§ **Set task**:
Beginning at the line containing "Reviewer note: every instance of the white glove" and continuing to the end of the records below, give each line again exactly as it stands, and only those lines.

++++++++++++++++++++

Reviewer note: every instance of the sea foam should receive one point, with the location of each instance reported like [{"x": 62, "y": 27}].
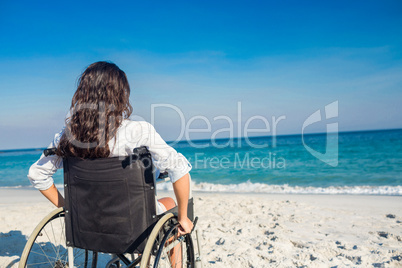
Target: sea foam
[{"x": 249, "y": 187}]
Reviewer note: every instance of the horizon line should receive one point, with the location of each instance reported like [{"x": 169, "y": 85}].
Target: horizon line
[{"x": 252, "y": 137}]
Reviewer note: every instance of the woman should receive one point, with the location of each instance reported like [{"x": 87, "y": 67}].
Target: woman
[{"x": 99, "y": 127}]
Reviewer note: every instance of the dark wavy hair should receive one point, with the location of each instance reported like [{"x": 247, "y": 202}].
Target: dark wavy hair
[{"x": 98, "y": 108}]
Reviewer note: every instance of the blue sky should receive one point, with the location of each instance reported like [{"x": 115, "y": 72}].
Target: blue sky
[{"x": 277, "y": 58}]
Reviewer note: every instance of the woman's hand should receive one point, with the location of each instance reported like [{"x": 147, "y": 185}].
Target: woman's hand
[{"x": 186, "y": 225}]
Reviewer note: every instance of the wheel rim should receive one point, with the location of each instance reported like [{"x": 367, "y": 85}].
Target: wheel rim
[
  {"x": 174, "y": 250},
  {"x": 49, "y": 247}
]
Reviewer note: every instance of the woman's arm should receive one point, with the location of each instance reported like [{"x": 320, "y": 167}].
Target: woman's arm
[
  {"x": 54, "y": 196},
  {"x": 182, "y": 191}
]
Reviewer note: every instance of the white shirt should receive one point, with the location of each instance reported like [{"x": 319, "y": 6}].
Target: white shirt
[{"x": 130, "y": 135}]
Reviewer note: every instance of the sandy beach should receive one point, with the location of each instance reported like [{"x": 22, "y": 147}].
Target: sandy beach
[{"x": 257, "y": 230}]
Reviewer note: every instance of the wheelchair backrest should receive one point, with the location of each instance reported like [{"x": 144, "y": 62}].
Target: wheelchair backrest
[{"x": 109, "y": 202}]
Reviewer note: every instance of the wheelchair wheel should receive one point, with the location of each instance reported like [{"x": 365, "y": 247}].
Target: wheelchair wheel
[
  {"x": 165, "y": 248},
  {"x": 46, "y": 247}
]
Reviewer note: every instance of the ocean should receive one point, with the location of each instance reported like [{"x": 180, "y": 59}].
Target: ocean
[{"x": 368, "y": 162}]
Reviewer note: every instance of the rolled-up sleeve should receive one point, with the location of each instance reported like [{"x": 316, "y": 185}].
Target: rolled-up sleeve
[
  {"x": 165, "y": 158},
  {"x": 41, "y": 172}
]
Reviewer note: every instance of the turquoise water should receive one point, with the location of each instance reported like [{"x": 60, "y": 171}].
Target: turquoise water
[{"x": 368, "y": 163}]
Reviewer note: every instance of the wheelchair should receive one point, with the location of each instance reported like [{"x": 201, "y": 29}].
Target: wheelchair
[{"x": 110, "y": 220}]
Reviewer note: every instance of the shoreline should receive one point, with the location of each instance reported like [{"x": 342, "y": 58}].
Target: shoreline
[{"x": 256, "y": 229}]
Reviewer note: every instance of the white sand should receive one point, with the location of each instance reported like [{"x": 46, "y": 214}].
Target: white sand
[{"x": 257, "y": 230}]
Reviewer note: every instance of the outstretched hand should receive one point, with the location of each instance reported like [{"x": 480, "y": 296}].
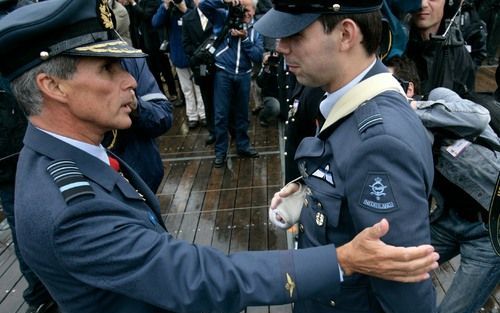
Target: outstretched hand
[{"x": 367, "y": 254}]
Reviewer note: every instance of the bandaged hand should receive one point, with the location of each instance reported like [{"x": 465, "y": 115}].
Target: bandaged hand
[{"x": 286, "y": 205}]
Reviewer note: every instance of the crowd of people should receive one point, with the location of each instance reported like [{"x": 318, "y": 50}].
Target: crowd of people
[{"x": 373, "y": 137}]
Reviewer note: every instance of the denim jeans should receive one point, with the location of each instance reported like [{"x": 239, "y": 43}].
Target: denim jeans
[
  {"x": 35, "y": 293},
  {"x": 479, "y": 270},
  {"x": 232, "y": 93}
]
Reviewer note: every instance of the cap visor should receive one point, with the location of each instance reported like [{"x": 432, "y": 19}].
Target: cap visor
[
  {"x": 277, "y": 24},
  {"x": 109, "y": 49}
]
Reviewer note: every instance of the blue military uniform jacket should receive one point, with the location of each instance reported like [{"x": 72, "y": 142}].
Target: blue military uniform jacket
[
  {"x": 98, "y": 244},
  {"x": 374, "y": 163}
]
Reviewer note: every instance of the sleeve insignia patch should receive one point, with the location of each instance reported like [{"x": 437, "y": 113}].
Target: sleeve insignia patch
[
  {"x": 69, "y": 179},
  {"x": 377, "y": 193},
  {"x": 325, "y": 174}
]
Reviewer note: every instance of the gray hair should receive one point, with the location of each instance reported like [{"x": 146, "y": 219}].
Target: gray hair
[{"x": 26, "y": 90}]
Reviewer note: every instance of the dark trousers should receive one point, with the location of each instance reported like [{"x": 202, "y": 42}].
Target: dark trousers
[
  {"x": 232, "y": 93},
  {"x": 160, "y": 64},
  {"x": 206, "y": 85},
  {"x": 35, "y": 293}
]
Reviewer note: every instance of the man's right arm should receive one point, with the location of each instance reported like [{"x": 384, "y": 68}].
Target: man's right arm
[{"x": 368, "y": 254}]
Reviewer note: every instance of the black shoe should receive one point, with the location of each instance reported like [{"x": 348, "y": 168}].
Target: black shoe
[
  {"x": 210, "y": 139},
  {"x": 219, "y": 161},
  {"x": 49, "y": 307},
  {"x": 257, "y": 109},
  {"x": 192, "y": 124},
  {"x": 249, "y": 153}
]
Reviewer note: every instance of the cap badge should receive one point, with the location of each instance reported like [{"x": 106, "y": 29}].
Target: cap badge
[
  {"x": 104, "y": 15},
  {"x": 44, "y": 55}
]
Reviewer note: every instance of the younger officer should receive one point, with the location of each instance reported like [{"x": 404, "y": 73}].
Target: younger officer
[
  {"x": 97, "y": 240},
  {"x": 371, "y": 158}
]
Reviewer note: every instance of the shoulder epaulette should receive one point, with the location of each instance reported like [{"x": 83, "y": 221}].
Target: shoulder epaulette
[
  {"x": 69, "y": 179},
  {"x": 367, "y": 116}
]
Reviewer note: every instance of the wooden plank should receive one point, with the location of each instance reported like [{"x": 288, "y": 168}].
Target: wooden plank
[
  {"x": 224, "y": 218},
  {"x": 189, "y": 225},
  {"x": 206, "y": 224},
  {"x": 258, "y": 231},
  {"x": 179, "y": 202},
  {"x": 241, "y": 221}
]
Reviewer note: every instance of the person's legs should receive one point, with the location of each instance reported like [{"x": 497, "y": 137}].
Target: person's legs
[
  {"x": 36, "y": 295},
  {"x": 206, "y": 85},
  {"x": 242, "y": 97},
  {"x": 187, "y": 89},
  {"x": 222, "y": 100},
  {"x": 200, "y": 105},
  {"x": 479, "y": 270},
  {"x": 270, "y": 111}
]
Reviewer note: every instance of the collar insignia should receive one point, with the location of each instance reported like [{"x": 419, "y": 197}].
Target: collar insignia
[{"x": 290, "y": 284}]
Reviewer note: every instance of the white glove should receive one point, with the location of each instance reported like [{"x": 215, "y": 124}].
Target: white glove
[{"x": 287, "y": 213}]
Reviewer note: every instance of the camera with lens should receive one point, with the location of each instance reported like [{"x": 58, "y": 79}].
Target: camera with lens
[
  {"x": 236, "y": 16},
  {"x": 274, "y": 59}
]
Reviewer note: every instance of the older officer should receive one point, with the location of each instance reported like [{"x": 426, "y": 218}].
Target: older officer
[
  {"x": 371, "y": 158},
  {"x": 96, "y": 240}
]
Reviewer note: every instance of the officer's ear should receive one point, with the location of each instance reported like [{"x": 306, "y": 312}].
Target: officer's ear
[
  {"x": 410, "y": 92},
  {"x": 350, "y": 34},
  {"x": 51, "y": 87}
]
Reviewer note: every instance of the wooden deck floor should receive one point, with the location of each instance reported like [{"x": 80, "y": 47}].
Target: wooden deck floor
[{"x": 225, "y": 208}]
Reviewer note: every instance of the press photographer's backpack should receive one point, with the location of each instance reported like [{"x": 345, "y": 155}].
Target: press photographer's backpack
[{"x": 12, "y": 128}]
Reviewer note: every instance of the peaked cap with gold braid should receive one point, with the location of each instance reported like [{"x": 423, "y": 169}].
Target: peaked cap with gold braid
[{"x": 37, "y": 32}]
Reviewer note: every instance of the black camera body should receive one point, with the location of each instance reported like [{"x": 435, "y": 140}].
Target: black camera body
[{"x": 235, "y": 18}]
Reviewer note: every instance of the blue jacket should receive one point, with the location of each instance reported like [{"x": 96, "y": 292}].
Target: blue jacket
[
  {"x": 234, "y": 55},
  {"x": 172, "y": 20},
  {"x": 153, "y": 117},
  {"x": 99, "y": 244},
  {"x": 375, "y": 163}
]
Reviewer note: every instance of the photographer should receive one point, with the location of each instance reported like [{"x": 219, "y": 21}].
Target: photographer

++++++++++++++++++++

§ **Answer for this exercise**:
Reviewer note: every instance of the white glove should receive one point, with the location of each instance reported like [{"x": 215, "y": 124}].
Target: white glove
[{"x": 287, "y": 213}]
Reviewer note: every instance of the camera with lens should receive one point, with the location of each instance reported like [{"x": 58, "y": 79}].
Target: camera with lens
[
  {"x": 236, "y": 16},
  {"x": 274, "y": 59}
]
Reviewer note: every instance of the older officer should receive one point, with the location of each instance reported like [{"x": 426, "y": 218}].
Target: older officer
[
  {"x": 371, "y": 158},
  {"x": 96, "y": 240}
]
Reviewer note: every instance of the officer's ear should receive one point, with the location of each instance reported like [{"x": 306, "y": 312}].
Target: officer's ear
[
  {"x": 410, "y": 92},
  {"x": 350, "y": 34},
  {"x": 51, "y": 87}
]
Reviewer note: every instance of the wooden deck floor should receive one point, with the location of each instance reported like [{"x": 80, "y": 47}].
Target: wooden deck floor
[{"x": 225, "y": 208}]
Reviewer note: every instance of the press photographer's backpack should receive one point, with the location of each instance reported like [{"x": 345, "y": 155}].
Target: press photographer's backpack
[{"x": 12, "y": 128}]
Reviewer note: every instance of the peaked cap with gold braid should receive one point, with the location of each instance reported like [{"x": 423, "y": 169}].
Target: peaked cap with gold braid
[{"x": 37, "y": 32}]
Reviewer note: every instance of the black camera body should receive one point, with the location of each instance reported like [{"x": 435, "y": 140}].
Target: black camera body
[{"x": 235, "y": 18}]
Reviewer note: every instance of the blue jacket should receive one point, with the location of each instance reported like [{"x": 96, "y": 292}].
Target: blue jacket
[
  {"x": 234, "y": 55},
  {"x": 172, "y": 20},
  {"x": 153, "y": 117},
  {"x": 99, "y": 244},
  {"x": 375, "y": 163}
]
Reviewer note: every instance of the photographer should receive one point, with the location of each instance reported like [{"x": 219, "y": 21}].
Target: photographer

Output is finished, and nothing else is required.